>> BEGIN Article

Published in 2011, My Brilliant Friend (L’Amica Geniale) is enigmatic writer Elena Ferrante’s fifth book and the first of her internationally successful tetralogy Neapolitan Novels.

Read and discussed everywhere – in noisy kitchens as well as crowded university classrooms – Ferrante’s books have been analyzed, devoured, and finally turned into a tv series produced by HBO in 2018. It takes more than mere luck to make a bestseller. In the case of My Brilliant Friend, what has played a crucial role, first and foremost, is the balance between emotional charge, plot, and narrative pace. Ferrante’s books contain all the features of the grand popular narrative: simultaneously dense and readable, profound and light, constantly overturning situations, revealing the secret backgrounds of the characters, and adding event to event without respite.

Ferrante’s influences

Drawing on a diverse range of influences, from La Storia by Elsa Morante to Christa Wolff’s novels, Ferrante interweaves the main story – the life of two friends – with many others, creating new scenes, environments, and characters, constantly enriching the narrative. Elena and Lila, the protagonists, face dramas and challenges over the course of over fifty years. My Brilliant Friend possesses the ingredients of a family saga, and this element leads to the second reason behind its enormous success. The novel begins in the fifties, in a post-war Napoli – an era in which Italy is recovering from a significant trauma – and ends nearly in the present day.

Healing and affirmation

This temporal evolution gives My Brilliant Friend a sense of historical progression and verticality: the reader follows and retraces a path of healing and affirmation that involves the protagonists and the whole of Italy. Thus, Ferrante’s saga has a unifying, foundational power, the same as novels like Manzoni’s The Betrothed or Balzac’s Comedie Humaine

Lastly, the uncertainty behind Ferrante’s identity – no one knows who she is – feeds curiosity and speculations and frees My Brilliant Friend from every attempt to pigeonhole it as “genre literature.”

>> END Article
>> BEGIN Dataset content

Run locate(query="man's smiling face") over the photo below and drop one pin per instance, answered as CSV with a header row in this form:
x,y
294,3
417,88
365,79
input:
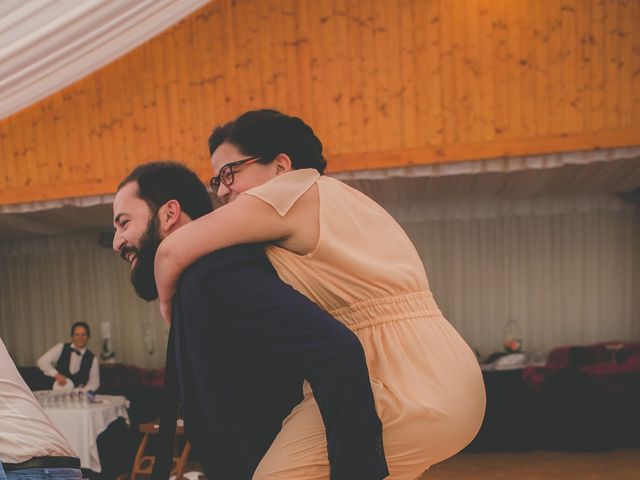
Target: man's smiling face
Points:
x,y
137,238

>> END Dataset content

=== The request ===
Retype the passage from the article on My Brilliant Friend, starting with "Read and discussed" and going on through "event without respite.".

=== Task output ===
Read and discussed everywhere – in noisy kitchens as well as crowded university classrooms – Ferrante’s books have been analyzed, devoured, and finally turned into a tv series produced by HBO in 2018. It takes more than mere luck to make a bestseller. In the case of My Brilliant Friend, what has played a crucial role, first and foremost, is the balance between emotional charge, plot, and narrative pace. Ferrante’s books contain all the features of the grand popular narrative: simultaneously dense and readable, profound and light, constantly overturning situations, revealing the secret backgrounds of the characters, and adding event to event without respite.